C’est, l’inversion totale du principe traditionnel de réglementation des marchés : on protège les intérêts de l’offre (les fournisseurs) plutôt que ceux de la demande (les ménages en l’occurrence). Ace titre, 40 % de l’augmentation du prix proposée par la CRE au Gouvernement – 3,3€/MWh sur 8,3€/MWh – n’est pas liée à la hausse objective des coûts d’exploitation d’EDF. Elle provient d’un choix consistant à faire correspondre le prix de vente de l’électricité produite par le nucléaire d’EDF à celui fixé dans le cadre de l’ARENH. La CRE vise ainsi à limiter artificiellement les effets négatifs que des TRV bas pouvaient avoir sur la capacité de pénétration et de maintien sur le marché des opérateurs privés concurrents d’EDF.

> [Données fournies]:
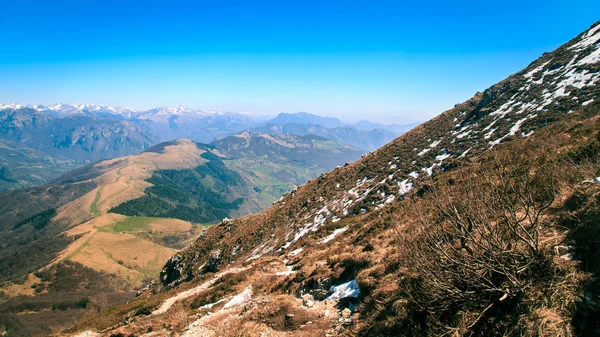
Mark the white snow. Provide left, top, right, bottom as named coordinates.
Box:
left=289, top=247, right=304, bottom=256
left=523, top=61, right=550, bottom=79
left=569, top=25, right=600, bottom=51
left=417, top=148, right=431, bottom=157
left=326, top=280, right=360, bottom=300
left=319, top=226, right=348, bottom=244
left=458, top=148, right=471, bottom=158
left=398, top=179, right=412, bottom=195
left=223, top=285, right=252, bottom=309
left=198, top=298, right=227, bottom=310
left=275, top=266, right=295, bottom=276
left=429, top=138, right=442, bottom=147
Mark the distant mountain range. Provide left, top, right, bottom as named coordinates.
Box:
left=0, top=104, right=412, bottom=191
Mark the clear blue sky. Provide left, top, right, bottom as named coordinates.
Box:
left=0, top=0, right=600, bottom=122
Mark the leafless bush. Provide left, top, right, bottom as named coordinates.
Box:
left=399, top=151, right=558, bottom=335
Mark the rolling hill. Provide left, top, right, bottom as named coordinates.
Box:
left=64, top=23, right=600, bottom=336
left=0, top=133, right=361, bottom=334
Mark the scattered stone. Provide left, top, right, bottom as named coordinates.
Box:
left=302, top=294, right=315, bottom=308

...

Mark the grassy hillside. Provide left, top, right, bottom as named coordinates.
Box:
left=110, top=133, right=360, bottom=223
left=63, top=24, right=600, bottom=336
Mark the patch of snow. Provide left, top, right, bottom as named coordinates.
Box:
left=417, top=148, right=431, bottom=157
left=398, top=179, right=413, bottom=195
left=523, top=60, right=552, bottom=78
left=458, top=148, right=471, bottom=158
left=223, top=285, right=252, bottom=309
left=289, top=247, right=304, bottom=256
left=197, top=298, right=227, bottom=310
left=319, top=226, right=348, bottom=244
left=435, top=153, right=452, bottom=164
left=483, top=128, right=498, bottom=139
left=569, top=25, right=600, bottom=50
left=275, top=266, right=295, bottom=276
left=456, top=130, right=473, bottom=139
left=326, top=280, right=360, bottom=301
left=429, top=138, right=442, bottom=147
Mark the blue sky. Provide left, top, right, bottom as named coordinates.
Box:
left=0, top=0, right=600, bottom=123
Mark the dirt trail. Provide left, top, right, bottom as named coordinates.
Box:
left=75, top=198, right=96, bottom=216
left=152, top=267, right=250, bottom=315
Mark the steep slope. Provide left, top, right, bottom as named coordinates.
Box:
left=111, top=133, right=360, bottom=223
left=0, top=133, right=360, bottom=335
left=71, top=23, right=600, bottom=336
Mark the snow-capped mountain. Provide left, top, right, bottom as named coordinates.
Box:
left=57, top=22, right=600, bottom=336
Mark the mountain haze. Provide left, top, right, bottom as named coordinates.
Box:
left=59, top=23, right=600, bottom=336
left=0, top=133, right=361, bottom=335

> [Travail demandé]:
1. D'après l'extrait sur le prix de l'électricité, quelle part de la hausse de prix proposée par la CRE ne découle pas de l'augmentation des coûts d'exploitation d'EDF ?
2. Recopiez le passage de l'extrait sur le prix de l'électricité qui commence par les mots « C’est, l’inversion totale » et se termine par « privés concurrents d’EDF. ».
Les données ne servent à rien ici.

> [Corrigé]:
1. 40 %, soit 3,3 €/MWh sur 8,3 €/MWh.

2.
C’est, l’inversion totale du principe traditionnel de réglementation des marchés : on protège les intérêts de l’offre (les fournisseurs) plutôt que ceux de la demande (les ménages en l’occurrence). Ace titre, 40 % de l’augmentation du prix proposée par la CRE au Gouvernement – 3,3€/MWh sur 8,3€/MWh – n’est pas liée à la hausse objective des coûts d’exploitation d’EDF. Elle provient d’un choix consistant à faire correspondre le prix de vente de l’électricité produite par le nucléaire d’EDF à celui fixé dans le cadre de l’ARENH. La CRE vise ainsi à limiter artificiellement les effets négatifs que des TRV bas pouvaient avoir sur la capacité de pénétration et de maintien sur le marché des opérateurs privés concurrents d’EDF.